EXERCISE: All the entries that follow must be written out again exactly.

START EXERCISE INPUTS

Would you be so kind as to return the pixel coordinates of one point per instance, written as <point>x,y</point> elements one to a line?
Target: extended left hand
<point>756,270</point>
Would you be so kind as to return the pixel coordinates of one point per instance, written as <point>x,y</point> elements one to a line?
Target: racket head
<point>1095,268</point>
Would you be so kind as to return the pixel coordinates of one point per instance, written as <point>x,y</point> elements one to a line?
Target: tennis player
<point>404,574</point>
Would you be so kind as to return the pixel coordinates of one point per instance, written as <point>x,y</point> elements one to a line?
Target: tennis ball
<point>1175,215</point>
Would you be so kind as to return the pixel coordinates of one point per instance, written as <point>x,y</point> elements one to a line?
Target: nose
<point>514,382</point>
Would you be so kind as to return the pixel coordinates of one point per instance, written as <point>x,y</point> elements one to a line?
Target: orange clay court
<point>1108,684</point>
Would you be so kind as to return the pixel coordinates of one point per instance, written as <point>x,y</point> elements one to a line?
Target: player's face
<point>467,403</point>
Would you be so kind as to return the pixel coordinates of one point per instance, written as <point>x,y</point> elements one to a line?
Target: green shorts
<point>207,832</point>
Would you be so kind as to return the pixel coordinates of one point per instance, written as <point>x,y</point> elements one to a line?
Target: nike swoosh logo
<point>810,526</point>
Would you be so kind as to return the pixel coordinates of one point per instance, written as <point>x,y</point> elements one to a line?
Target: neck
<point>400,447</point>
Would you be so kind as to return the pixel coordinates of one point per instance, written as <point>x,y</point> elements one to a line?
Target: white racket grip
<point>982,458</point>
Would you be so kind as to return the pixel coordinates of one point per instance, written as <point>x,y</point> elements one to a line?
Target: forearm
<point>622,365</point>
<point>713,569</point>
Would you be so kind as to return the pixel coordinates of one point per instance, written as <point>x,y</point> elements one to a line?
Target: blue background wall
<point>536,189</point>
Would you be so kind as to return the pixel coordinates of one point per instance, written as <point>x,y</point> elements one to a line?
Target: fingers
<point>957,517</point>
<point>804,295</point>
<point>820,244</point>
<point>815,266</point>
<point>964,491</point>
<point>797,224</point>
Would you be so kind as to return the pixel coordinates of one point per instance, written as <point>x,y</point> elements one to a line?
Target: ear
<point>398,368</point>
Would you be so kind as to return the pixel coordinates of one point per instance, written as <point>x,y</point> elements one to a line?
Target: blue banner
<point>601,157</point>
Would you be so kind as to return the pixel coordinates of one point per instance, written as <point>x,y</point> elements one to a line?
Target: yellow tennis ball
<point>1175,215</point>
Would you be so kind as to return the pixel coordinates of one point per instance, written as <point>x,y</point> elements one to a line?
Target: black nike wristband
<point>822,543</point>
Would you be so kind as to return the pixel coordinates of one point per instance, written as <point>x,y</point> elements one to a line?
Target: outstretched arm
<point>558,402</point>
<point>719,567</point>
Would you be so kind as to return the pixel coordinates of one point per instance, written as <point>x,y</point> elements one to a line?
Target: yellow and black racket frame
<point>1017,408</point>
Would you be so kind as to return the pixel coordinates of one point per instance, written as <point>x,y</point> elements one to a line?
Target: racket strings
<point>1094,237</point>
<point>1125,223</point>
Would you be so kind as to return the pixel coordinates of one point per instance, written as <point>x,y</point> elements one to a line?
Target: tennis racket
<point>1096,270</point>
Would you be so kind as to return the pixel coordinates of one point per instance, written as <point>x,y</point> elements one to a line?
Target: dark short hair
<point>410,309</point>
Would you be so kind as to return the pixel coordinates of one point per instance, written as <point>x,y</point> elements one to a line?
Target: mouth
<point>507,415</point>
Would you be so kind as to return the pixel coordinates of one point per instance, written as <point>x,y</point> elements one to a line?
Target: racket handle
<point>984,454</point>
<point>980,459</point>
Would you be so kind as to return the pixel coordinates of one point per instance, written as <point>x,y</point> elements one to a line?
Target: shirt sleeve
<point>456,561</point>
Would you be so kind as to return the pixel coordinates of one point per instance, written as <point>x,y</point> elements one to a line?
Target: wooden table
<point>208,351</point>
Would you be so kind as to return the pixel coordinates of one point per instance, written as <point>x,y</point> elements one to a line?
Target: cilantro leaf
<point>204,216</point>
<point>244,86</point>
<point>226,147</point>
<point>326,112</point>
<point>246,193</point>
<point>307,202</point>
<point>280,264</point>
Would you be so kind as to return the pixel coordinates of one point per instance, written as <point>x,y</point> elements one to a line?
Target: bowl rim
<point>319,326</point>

END EXERCISE INPUTS

TASK OUTPUT:
Would you be so kind as to return the pixel coordinates of one point per instance, written as <point>x,y</point> elements one to a line?
Target: extended left hand
<point>756,270</point>
Would you be so kind as to return the pixel coordinates of one point per instance, written as <point>x,y</point> elements one to a line?
Target: racket head
<point>1095,268</point>
Would you be so kind as to return the pixel coordinates of one point per instance, written as <point>x,y</point> elements one to a line?
Target: tennis player
<point>404,574</point>
Would you be so kind as to return the pixel coordinates of one point per instance, written as <point>x,y</point> elements one to a line?
Target: tennis ball
<point>1175,215</point>
Would you be so kind as to return the pixel coordinates of one point per instance, written as <point>x,y</point> elements one to a line?
Target: nose
<point>514,382</point>
Would you be so kind as to return the pixel coordinates of one point per instance, written as <point>x,y</point> elements one to a line?
Target: orange clay court
<point>1108,684</point>
Would you be so kind as to return the pixel coordinates of one point per instance, written as <point>x,y</point> elements one to a line?
Target: player's face
<point>467,403</point>
Would you be so kind as to return the pixel coordinates of one point per instance, written as <point>x,y</point> elements one to a line?
Target: green shorts
<point>207,832</point>
Would you be so kind as to return the pixel coordinates of one point per instance, written as <point>x,y</point> elements one to a line?
Target: nike swoosh logo
<point>810,526</point>
Would you be so kind as to return the pixel coordinates of one point per instance, written as <point>x,y</point> elements one to a line?
Target: neck
<point>400,447</point>
Would you be so kind as to return the pixel coordinates of one point per instance, written as <point>x,y</point> elements one to a line?
Target: white racket grip
<point>982,458</point>
Would you be so kind as to return the pixel coordinates of one point per instance, written as <point>x,y</point> elements one to a line?
Target: forearm
<point>622,365</point>
<point>713,569</point>
Would you be so kind as to return the pixel coordinates of one point per instance, written as <point>x,y</point> elements one to a line?
Target: blue background wall
<point>536,189</point>
Would you be so kind as to return the pixel coordinates of one point per instance, written as <point>x,y</point> elements one to a line?
Target: fingers
<point>957,517</point>
<point>804,295</point>
<point>820,244</point>
<point>815,266</point>
<point>964,491</point>
<point>797,224</point>
Would you be so kind as to return the pixel coordinates of one point per instance, written as <point>x,y</point> elements one to a line?
Target: ear
<point>398,368</point>
Would you be so kind as to return the pixel coordinates of one point per instance, written as <point>x,y</point> elements one to a line?
Target: blue banner
<point>601,157</point>
Would you be so kind as to return the pixel coordinates of one point per instance, written as <point>x,y</point> elements one to a line?
Target: yellow tennis ball
<point>1175,215</point>
Would you be so kind as to return the pixel coordinates of one point per instance, written as <point>x,y</point> elements one to a line?
Target: black nike wristband
<point>822,543</point>
Would you be so kind as to return the pixel coordinates of one point per instance, written as <point>x,y</point> elements one to a line?
Target: outstretched arm
<point>558,402</point>
<point>719,567</point>
Would you be so kind as to return the pixel coordinates of one point per instance, written as <point>x,y</point> elements one to a line?
Target: yellow and black racket frame
<point>1017,408</point>
Would you be so kind as to return the pixel coordinates of one point per instance, written as <point>x,y</point> elements one to a line?
Target: racket strings
<point>1094,237</point>
<point>1125,223</point>
Would you be so kind as to return the pixel coordinates of one point per instance, written as <point>x,y</point> elements one to a line?
Target: tennis racket
<point>1096,270</point>
Would you be so kind as to return the pixel coordinates of one point per instance, written as <point>x,y</point> elements one to a line?
Target: dark short hair
<point>410,309</point>
Would you be so kind as to return the pixel coordinates of one point per instance, written as <point>x,y</point> elements one to a line?
Target: mouth
<point>507,415</point>
Would you be so kind as to return the pixel coordinates of one point per instance, written as <point>x,y</point> elements one to a line?
Target: racket handle
<point>984,454</point>
<point>980,459</point>
Would you be so kind as to return the pixel coordinates of one point per instance, written as <point>x,y</point> elements one to a line?
Target: shirt sleeve
<point>456,561</point>
Would you be so kind as to return the pixel coordinates of one point per instance, written as <point>x,y</point> elements one to a line?
Target: wooden table
<point>208,351</point>
Would you be so kind as to return the pixel coordinates of one point per instance, written as <point>x,y</point> elements one to a line?
Target: cilantro leaf
<point>204,216</point>
<point>244,86</point>
<point>226,147</point>
<point>326,112</point>
<point>246,193</point>
<point>307,202</point>
<point>280,264</point>
Would you be so kind as to return the pixel coordinates of one point per instance, written as <point>x,y</point> elements one to a line?
Target: bowl rim
<point>319,326</point>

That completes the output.